--- Page text ---
--
Kafka is a messaging framework developed by apache foundation, which is to create the create the messaging system along with can provide fault tolerant cluster along with the low latency system, to ensure end to end delivery.

Below are the bullet points:

• Kafka is a messaging system, which has provided fault tolerant capability to prevent the message loss.
• Design on public-subscribe model.
• Kafka cab support both Java and Scala.
• Kafka was originated at LinkedIn and later became an open sourced Apache project in 2011
• Work seamlessly with spark and other big data technology.
• Support cluster mode operation
• Kafka messaging system can be use for web service architecture or big data architecture.
• Kafka ease to code and configure as compare to other messaging framework.

Kafka required other component such as the zookeeper to create a cluster and act as a coordination server

Kafka provide a reliable delivery for messages from sender to receiver apart from that it has other key features as well.

• Kafka is designed for achieving high throughput and fault tolerant messaging services.
• Kafka provides build in patriation called as a Topic.
• Also provide the feature of replication.
• Kafka provides a queue, which can handle the high volume of data and eventually transfer the message from one sender to receiver.
• Kafka also persisted the message in the disk along with has ability to replicate the messages across the cluster
• Kafka work with zookeeper for coordination and synchronization with other services.
• Kafka has good inbuilt support Apache Spark.

To utilize all this key feature, we need to configure the Kafka cluster properly along with the zookeeper configuration.

Now a days kafka is a key messaging framework, not because of its features even for reliable transmission of messages from sender to receiver, however, below are the key points which should consider.

• Reliability − Kafka provides a reliable delivery from publisher to a subscriber with zero message loss..
• Scalability −Kafka achieve this ability by using clustering along with the zookeeper coordination server
• Durability −By using distributed log, the messages can persist on disk.
• Performance − Kafka provides high throughput and low latency across the publish and subscribe application.
--
--- Items ---
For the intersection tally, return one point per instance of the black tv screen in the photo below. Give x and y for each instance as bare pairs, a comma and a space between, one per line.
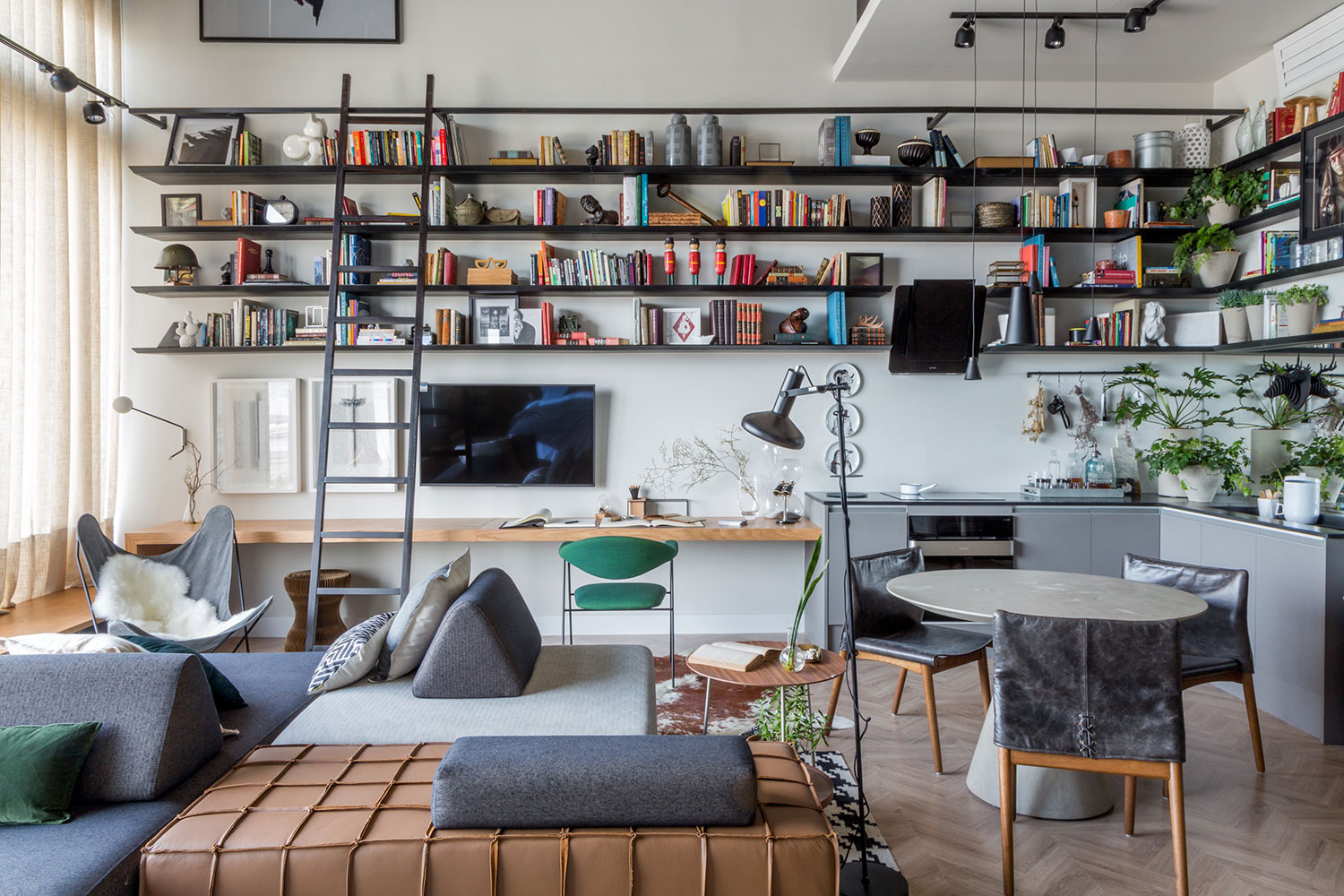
505, 435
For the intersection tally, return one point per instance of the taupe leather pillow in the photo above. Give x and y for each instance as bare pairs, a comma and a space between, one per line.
411, 630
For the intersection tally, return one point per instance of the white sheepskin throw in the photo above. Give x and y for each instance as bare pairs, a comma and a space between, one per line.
152, 597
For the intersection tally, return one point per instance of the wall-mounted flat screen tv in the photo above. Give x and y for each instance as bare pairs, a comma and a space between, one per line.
507, 435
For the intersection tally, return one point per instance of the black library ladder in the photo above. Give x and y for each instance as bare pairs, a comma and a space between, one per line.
341, 266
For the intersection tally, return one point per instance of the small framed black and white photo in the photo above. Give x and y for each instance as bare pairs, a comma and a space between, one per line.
494, 319
303, 21
203, 140
179, 210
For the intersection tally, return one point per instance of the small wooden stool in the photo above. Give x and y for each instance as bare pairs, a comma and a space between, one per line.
330, 625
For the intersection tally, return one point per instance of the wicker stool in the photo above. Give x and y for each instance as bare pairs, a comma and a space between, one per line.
330, 625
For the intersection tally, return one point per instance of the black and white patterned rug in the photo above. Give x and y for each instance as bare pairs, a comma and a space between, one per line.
843, 813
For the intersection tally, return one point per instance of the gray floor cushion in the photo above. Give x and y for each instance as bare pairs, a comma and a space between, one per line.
575, 689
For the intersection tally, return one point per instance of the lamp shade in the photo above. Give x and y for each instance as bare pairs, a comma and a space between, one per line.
177, 255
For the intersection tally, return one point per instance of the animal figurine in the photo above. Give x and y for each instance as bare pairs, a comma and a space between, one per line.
599, 215
1155, 328
796, 322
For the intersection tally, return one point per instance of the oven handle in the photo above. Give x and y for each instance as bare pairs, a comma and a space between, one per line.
970, 548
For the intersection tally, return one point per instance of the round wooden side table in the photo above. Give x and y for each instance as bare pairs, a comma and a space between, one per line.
330, 625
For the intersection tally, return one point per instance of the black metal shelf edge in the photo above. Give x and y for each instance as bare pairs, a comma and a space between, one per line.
346, 349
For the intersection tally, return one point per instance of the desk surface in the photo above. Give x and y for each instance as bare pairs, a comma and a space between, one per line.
169, 535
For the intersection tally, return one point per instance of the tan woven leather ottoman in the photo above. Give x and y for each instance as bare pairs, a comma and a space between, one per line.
354, 821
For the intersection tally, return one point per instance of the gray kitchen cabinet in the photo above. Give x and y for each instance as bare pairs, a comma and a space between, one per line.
1055, 538
1120, 530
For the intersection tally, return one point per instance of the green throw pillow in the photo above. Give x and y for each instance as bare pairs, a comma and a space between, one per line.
39, 766
226, 694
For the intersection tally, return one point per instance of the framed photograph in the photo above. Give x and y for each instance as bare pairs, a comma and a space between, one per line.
357, 400
492, 319
865, 269
303, 21
1322, 180
203, 140
179, 210
254, 433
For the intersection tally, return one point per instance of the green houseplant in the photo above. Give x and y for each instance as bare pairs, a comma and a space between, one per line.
1304, 304
1210, 253
1204, 466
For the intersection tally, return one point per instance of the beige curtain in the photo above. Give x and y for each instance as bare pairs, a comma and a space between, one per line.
59, 289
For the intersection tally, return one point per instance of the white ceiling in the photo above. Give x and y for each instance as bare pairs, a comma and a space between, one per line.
1187, 42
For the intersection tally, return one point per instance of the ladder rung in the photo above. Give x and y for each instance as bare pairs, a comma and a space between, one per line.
397, 536
367, 479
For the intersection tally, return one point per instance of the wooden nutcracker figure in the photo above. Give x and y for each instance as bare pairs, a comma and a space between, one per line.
669, 261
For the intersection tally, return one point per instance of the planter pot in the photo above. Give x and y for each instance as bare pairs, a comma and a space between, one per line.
1217, 268
1202, 485
1223, 214
1236, 325
1301, 317
1255, 322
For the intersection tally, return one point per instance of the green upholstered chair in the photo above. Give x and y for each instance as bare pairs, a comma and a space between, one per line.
617, 559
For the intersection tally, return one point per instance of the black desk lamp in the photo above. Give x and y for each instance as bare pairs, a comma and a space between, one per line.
774, 426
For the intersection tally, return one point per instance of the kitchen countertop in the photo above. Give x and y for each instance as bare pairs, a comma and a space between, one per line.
1226, 506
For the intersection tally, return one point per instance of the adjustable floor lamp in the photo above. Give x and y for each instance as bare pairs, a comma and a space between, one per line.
857, 877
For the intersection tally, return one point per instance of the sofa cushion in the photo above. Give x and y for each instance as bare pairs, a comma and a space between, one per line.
419, 616
39, 766
648, 780
487, 645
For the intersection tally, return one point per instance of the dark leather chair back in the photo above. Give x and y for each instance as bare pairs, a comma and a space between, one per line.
1097, 688
876, 611
1220, 632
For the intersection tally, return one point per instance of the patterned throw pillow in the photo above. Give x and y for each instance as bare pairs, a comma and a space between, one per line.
352, 656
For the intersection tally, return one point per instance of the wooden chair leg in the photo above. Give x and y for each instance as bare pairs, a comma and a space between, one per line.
900, 686
1007, 813
1177, 804
1253, 718
1131, 786
835, 696
932, 711
983, 661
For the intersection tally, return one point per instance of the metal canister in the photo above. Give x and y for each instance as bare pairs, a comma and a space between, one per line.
1153, 150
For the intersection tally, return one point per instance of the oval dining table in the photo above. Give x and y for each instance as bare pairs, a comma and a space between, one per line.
973, 595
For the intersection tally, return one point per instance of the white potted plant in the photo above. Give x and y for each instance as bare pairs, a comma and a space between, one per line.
1304, 304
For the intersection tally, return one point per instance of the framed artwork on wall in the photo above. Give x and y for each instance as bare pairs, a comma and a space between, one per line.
303, 21
254, 432
357, 400
1322, 180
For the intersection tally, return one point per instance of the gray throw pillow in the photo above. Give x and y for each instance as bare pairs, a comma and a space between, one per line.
416, 622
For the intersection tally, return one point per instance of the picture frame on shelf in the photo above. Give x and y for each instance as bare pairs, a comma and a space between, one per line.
1322, 214
204, 140
492, 319
301, 22
255, 435
179, 210
357, 400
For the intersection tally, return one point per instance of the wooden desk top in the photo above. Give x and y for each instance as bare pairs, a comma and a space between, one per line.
470, 530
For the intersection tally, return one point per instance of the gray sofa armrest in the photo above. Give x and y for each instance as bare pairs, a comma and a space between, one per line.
159, 720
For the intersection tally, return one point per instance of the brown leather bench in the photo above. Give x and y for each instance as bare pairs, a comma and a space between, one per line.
354, 821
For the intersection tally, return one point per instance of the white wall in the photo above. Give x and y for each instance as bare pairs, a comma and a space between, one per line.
964, 435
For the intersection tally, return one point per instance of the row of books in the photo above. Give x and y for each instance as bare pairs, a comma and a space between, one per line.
784, 209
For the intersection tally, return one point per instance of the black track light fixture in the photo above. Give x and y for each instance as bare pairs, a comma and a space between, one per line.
1055, 34
965, 35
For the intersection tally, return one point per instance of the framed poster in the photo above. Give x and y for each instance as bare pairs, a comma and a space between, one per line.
357, 400
1322, 180
303, 21
254, 435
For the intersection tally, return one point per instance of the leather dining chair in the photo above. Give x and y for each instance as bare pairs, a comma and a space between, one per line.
1215, 645
892, 630
1089, 694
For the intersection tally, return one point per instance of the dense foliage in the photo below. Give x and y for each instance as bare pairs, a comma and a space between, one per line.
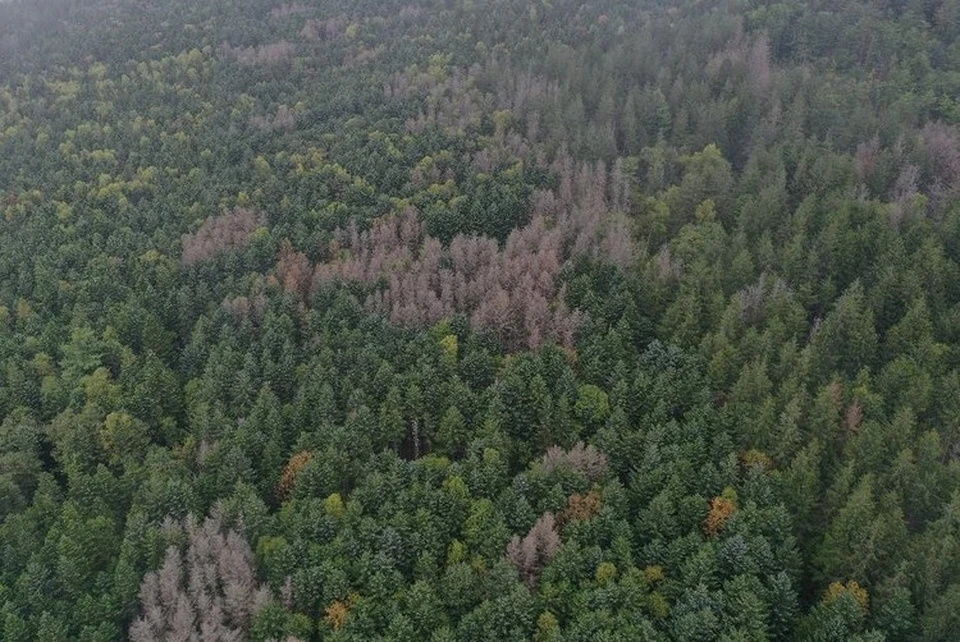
481, 320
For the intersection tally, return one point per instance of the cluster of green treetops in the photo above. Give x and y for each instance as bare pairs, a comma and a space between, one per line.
480, 320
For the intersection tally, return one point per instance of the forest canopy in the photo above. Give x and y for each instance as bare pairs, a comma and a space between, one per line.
480, 320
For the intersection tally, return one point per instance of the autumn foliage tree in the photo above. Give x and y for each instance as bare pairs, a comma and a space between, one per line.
208, 592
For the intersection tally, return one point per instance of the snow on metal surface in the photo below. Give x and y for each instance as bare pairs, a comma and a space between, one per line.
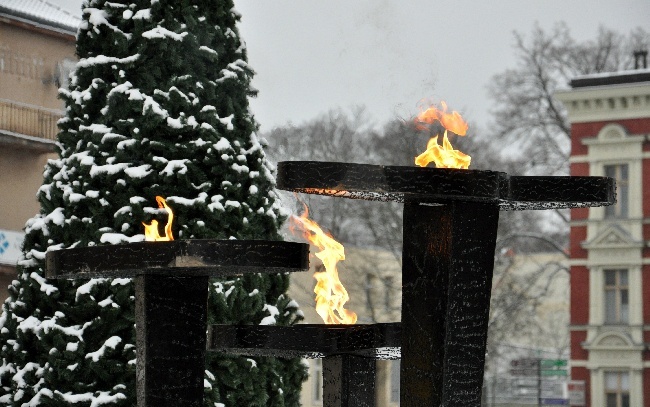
41, 12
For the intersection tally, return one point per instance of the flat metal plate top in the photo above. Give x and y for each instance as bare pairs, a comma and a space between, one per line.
194, 257
377, 341
440, 185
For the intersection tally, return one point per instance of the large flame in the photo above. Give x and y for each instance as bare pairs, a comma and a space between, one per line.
443, 156
151, 233
330, 293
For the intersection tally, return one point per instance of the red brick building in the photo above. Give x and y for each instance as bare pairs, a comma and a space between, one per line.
610, 254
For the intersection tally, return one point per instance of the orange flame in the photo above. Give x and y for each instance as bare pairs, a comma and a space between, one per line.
330, 293
444, 156
151, 233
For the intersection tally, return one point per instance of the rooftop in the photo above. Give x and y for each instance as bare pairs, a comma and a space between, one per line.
40, 13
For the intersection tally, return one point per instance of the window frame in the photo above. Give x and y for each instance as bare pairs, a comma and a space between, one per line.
621, 292
621, 173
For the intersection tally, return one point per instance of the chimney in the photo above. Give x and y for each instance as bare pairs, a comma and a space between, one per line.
641, 59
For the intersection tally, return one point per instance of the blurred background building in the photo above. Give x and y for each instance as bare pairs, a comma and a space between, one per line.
610, 258
37, 52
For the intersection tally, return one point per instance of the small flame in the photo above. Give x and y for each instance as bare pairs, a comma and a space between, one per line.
444, 156
151, 233
330, 293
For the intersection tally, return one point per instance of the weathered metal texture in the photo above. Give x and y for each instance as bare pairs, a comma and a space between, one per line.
377, 341
450, 225
440, 185
171, 301
171, 314
447, 265
196, 257
349, 381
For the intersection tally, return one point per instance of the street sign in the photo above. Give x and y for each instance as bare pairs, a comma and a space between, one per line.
523, 372
555, 402
553, 363
555, 372
524, 363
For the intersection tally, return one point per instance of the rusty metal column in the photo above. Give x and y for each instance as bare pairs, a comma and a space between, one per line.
349, 381
447, 263
171, 316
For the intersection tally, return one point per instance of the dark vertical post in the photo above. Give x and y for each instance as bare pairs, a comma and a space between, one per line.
447, 264
539, 381
349, 381
171, 316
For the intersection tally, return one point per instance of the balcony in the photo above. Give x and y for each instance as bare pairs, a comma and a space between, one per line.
28, 126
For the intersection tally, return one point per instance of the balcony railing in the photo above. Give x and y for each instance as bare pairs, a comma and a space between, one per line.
29, 120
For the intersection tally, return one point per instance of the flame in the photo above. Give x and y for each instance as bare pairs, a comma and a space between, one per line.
151, 233
444, 156
330, 293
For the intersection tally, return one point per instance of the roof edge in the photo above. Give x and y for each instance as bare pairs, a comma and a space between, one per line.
37, 22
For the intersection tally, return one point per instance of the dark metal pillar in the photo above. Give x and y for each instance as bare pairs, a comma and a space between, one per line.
171, 315
349, 381
447, 263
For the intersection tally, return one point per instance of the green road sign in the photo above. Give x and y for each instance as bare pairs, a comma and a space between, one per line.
553, 362
558, 372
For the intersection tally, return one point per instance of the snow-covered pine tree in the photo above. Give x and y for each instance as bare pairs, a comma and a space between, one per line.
157, 106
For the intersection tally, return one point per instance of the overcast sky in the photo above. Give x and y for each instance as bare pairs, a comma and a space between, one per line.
388, 55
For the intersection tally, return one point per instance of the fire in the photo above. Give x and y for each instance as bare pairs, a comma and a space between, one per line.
330, 293
444, 156
151, 233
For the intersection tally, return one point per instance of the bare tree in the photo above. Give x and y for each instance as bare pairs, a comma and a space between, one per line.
527, 116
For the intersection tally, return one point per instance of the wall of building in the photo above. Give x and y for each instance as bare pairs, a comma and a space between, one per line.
33, 64
21, 174
610, 125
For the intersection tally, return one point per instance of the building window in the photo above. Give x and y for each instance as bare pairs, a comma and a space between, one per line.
616, 297
394, 381
620, 173
617, 389
317, 382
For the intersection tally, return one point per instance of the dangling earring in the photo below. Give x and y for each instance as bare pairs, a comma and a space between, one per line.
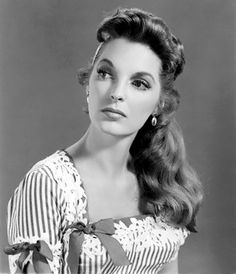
87, 95
154, 120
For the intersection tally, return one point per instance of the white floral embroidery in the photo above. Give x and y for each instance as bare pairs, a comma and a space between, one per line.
138, 235
144, 233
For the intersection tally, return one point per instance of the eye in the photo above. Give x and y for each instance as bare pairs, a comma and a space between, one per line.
141, 84
103, 74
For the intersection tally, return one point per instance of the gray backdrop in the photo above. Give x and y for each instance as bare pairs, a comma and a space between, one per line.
42, 43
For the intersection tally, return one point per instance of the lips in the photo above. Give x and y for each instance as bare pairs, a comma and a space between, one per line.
113, 110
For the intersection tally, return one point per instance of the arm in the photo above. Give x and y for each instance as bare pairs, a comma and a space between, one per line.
171, 268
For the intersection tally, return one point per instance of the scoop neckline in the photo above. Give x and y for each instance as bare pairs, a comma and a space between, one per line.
126, 220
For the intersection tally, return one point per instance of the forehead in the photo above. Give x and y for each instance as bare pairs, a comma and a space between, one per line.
130, 56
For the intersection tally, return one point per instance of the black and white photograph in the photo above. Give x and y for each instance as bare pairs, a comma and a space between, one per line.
117, 136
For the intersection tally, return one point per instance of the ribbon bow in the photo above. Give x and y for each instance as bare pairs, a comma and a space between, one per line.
24, 248
103, 229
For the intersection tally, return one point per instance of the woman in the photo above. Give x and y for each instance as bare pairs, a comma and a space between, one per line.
123, 198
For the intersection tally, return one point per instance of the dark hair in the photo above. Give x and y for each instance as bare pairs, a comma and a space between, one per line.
168, 185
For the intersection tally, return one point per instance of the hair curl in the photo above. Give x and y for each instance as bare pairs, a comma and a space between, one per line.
167, 183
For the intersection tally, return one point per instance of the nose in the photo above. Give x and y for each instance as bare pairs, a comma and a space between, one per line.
117, 92
116, 98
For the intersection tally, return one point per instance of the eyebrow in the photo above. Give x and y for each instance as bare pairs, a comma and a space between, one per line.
137, 74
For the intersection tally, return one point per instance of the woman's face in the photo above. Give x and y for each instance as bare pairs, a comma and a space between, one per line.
125, 78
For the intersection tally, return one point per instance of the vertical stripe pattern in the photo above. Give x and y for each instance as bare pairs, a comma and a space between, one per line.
41, 208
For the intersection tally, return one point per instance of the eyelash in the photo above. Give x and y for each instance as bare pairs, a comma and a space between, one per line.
145, 84
104, 74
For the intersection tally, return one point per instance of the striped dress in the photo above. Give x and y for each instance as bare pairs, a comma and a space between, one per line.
51, 197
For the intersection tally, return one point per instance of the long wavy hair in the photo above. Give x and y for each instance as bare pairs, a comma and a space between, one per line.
167, 183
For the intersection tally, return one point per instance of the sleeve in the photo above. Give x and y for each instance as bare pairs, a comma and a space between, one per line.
34, 214
181, 236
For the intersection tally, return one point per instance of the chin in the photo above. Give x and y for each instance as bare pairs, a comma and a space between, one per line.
116, 130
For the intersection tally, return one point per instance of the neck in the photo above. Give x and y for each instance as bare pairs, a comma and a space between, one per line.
107, 152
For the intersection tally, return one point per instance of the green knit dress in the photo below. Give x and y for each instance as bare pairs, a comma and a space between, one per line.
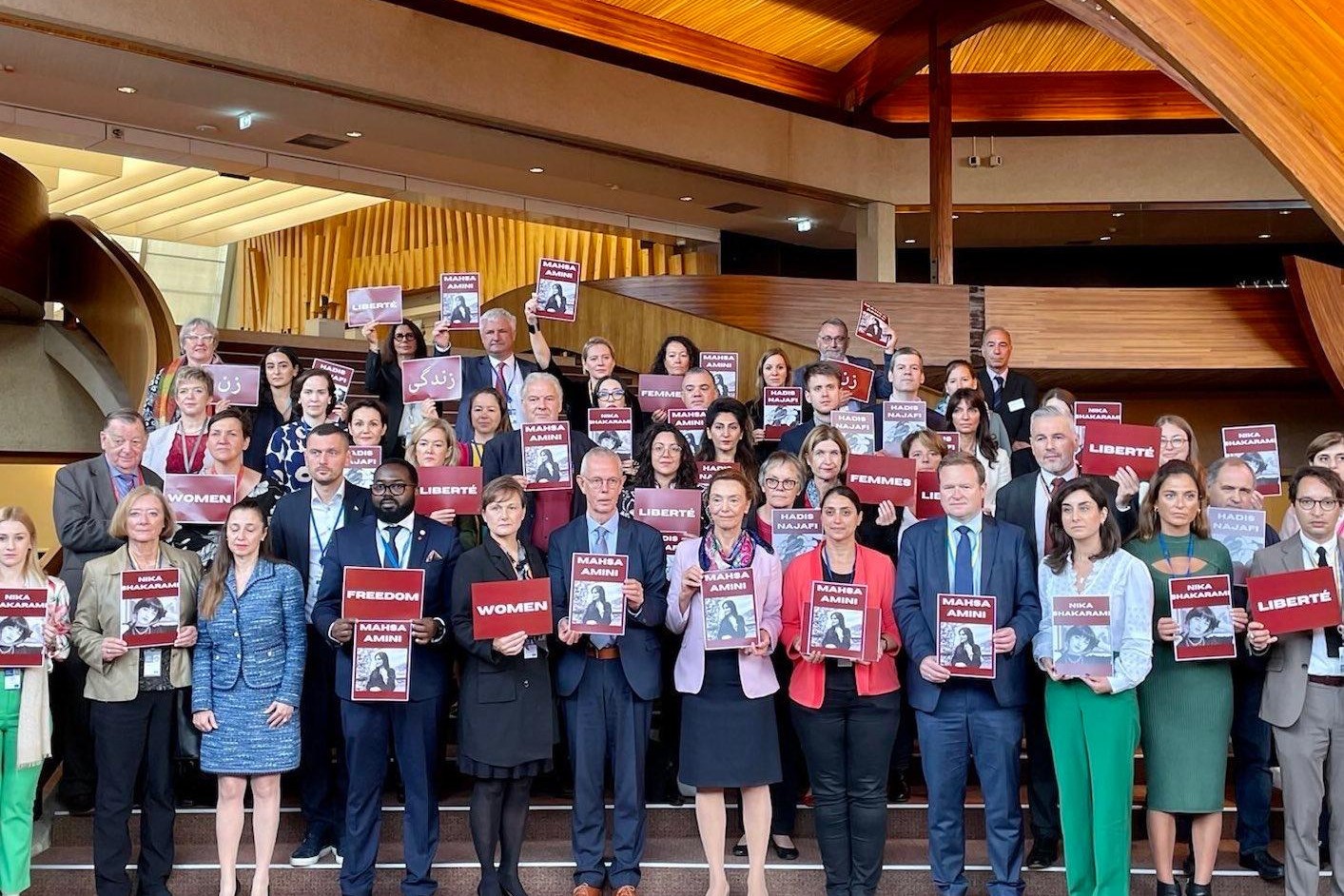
1184, 708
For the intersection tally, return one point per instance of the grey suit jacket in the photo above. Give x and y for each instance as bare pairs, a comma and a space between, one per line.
1285, 670
82, 505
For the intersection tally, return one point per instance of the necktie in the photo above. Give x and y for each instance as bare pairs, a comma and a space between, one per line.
391, 559
601, 547
1332, 634
1050, 537
964, 574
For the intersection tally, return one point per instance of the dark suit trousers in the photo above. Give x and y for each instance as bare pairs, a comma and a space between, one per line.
969, 723
321, 786
848, 747
73, 730
606, 720
1042, 786
127, 736
412, 730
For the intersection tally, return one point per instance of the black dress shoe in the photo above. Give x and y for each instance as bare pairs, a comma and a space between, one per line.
1043, 854
1262, 864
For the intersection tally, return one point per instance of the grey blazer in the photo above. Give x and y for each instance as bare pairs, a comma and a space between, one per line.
1285, 671
82, 507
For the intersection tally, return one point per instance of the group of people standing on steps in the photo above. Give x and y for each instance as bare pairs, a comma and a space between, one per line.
261, 662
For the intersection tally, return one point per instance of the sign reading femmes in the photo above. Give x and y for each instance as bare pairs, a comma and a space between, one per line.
500, 609
199, 497
432, 378
459, 300
373, 305
597, 605
556, 289
546, 457
22, 615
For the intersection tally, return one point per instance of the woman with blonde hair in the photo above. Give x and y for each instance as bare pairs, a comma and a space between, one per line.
25, 703
133, 693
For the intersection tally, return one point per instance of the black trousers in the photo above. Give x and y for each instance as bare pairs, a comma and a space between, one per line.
847, 743
71, 730
321, 785
127, 738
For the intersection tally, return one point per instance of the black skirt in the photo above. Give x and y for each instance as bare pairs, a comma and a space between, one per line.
728, 739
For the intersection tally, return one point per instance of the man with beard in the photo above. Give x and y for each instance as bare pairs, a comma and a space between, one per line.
394, 537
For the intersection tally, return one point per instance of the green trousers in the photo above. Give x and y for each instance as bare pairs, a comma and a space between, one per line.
18, 788
1093, 738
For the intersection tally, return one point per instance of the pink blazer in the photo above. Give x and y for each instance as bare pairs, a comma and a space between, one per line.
757, 673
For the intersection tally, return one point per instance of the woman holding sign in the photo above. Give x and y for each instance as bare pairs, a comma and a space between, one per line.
1185, 708
181, 448
846, 711
505, 710
1093, 720
246, 678
133, 690
25, 707
729, 735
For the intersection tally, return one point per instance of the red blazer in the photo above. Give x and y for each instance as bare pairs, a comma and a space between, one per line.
808, 687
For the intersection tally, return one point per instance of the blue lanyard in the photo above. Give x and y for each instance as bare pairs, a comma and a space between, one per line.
318, 536
1190, 553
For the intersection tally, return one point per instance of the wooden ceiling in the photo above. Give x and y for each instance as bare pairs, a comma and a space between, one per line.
858, 58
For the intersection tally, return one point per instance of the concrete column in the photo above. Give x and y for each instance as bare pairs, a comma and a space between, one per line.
876, 243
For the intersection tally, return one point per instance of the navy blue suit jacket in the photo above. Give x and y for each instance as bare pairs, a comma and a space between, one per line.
1007, 571
478, 374
640, 644
503, 456
293, 517
357, 546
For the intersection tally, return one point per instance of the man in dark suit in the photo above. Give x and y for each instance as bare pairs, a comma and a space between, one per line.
87, 496
1023, 501
549, 509
498, 367
833, 344
968, 553
1009, 394
394, 537
1230, 482
1304, 684
302, 528
609, 683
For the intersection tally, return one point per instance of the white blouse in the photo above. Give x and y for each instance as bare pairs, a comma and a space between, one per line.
1125, 579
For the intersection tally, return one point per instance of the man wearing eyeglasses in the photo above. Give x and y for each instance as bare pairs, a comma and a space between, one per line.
393, 537
1304, 684
609, 683
550, 509
833, 345
87, 496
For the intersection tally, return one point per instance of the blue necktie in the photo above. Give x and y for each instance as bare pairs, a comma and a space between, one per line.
601, 547
964, 573
391, 559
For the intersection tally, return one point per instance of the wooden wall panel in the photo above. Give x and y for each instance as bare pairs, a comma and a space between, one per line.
--
--- Brief ---
Summarize the Kafka overview in two sentences. The entries have no connection to the text about Kafka.

--- Answer below ---
Kafka is a fault-tolerant Apache messaging framework, originated at LinkedIn, that delivers messages reliably from sender to receiver with high throughput and low latency. It works with ZooKeeper for cluster coordination, persists messages on disk and replicates them across the cluster, and has inbuilt support for Apache Spark.